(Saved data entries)
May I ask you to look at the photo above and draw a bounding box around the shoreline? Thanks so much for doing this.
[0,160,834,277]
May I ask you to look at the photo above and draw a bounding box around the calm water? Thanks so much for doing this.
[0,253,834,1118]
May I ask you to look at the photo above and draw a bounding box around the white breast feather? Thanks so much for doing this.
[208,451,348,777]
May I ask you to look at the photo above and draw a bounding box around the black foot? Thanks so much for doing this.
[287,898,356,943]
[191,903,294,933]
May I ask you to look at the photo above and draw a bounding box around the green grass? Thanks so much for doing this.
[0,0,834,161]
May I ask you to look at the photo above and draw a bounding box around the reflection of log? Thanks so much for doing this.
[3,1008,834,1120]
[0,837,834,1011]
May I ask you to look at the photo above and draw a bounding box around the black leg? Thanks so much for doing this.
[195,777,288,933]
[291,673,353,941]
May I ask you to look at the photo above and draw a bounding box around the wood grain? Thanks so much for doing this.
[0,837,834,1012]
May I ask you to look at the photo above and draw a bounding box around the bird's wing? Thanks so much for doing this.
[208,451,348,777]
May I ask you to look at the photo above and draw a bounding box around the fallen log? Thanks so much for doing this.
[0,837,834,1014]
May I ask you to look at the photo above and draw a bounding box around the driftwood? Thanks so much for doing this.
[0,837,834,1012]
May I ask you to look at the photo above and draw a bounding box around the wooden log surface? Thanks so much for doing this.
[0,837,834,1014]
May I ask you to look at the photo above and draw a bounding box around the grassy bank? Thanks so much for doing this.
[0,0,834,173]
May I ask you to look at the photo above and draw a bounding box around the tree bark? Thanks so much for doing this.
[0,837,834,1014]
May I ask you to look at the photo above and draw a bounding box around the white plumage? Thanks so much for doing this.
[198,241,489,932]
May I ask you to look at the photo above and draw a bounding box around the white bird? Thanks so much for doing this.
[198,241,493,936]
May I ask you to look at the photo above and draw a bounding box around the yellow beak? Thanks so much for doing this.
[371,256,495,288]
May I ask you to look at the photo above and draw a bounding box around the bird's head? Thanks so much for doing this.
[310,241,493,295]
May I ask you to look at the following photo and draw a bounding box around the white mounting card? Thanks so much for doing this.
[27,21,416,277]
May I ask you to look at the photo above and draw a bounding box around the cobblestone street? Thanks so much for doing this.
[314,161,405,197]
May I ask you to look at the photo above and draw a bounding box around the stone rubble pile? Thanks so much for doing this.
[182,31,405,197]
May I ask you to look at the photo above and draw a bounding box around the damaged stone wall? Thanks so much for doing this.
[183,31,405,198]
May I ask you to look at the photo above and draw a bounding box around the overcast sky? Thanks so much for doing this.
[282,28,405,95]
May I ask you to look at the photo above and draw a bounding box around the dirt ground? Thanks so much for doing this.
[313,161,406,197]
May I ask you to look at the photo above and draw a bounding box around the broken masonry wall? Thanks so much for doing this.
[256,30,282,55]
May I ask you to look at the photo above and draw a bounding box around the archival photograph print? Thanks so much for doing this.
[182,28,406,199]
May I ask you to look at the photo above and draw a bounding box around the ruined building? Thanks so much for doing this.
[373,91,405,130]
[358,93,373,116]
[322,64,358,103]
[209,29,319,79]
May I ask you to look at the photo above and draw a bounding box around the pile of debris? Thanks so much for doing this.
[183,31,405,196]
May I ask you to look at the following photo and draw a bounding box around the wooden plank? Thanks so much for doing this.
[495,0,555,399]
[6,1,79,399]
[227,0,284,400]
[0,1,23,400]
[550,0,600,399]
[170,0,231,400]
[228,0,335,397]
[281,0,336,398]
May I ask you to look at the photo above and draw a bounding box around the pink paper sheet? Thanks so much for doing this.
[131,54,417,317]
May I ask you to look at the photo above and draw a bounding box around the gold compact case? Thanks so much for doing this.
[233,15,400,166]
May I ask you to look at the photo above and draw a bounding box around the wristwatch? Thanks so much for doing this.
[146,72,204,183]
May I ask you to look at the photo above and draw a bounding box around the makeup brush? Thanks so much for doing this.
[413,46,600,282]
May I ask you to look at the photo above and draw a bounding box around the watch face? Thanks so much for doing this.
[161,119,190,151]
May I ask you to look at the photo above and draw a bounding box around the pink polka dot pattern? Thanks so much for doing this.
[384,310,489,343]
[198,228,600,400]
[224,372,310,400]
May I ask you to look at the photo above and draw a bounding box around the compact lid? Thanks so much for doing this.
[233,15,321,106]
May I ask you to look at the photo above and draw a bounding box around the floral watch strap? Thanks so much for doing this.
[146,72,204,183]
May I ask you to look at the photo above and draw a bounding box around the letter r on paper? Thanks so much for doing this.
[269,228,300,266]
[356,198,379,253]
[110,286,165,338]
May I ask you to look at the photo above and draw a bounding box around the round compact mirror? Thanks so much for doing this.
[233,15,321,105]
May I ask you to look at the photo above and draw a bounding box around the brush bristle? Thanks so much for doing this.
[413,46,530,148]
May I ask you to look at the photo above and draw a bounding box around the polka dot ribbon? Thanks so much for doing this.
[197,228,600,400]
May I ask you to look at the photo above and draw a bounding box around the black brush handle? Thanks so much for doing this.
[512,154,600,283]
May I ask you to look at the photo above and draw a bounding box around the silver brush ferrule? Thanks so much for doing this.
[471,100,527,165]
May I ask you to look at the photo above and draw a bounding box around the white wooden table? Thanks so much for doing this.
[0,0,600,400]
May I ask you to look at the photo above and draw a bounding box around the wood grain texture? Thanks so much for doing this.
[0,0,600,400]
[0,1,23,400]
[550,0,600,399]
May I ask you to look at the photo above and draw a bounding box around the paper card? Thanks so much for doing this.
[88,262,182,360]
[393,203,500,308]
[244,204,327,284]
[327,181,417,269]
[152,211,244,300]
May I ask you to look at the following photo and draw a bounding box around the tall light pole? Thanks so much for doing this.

→ Instruction: Starting at the line that contains "pattern? Thanks so much for doing this." and ending after the line that contains "[413,46,530,148]", reproduce those lines with "compact" substituted by "makeup" wherever it occurs. Leave everything else unchanged.

→ Response to this exercise:
May I ask you to look at the photo above and draw a bounding box around the pink polka dot pattern? Thanks so much for doing this.
[384,310,489,343]
[198,228,600,400]
[224,372,310,400]
May I ask you to look at the photo above and draw a bounding box around the makeup lid? Thanks so much for doing this.
[233,15,321,106]
May I ask you to look at the photo above and draw a bounding box around the floral watch strap? Thanks so much for doing this.
[146,72,204,183]
May I ask you to look at the photo above and draw a bounding box around the letter r on paper? Thanks so much for doing this.
[269,228,300,266]
[356,198,379,253]
[110,286,165,338]
May I ask you to look at the photo above and draw a bounding box around the round makeup mirror? Thanks so much for doing this.
[233,15,321,105]
May I ask you to look at the photo above and draw a bounding box around the brush bristle? Thanks so much for doing this.
[413,46,530,148]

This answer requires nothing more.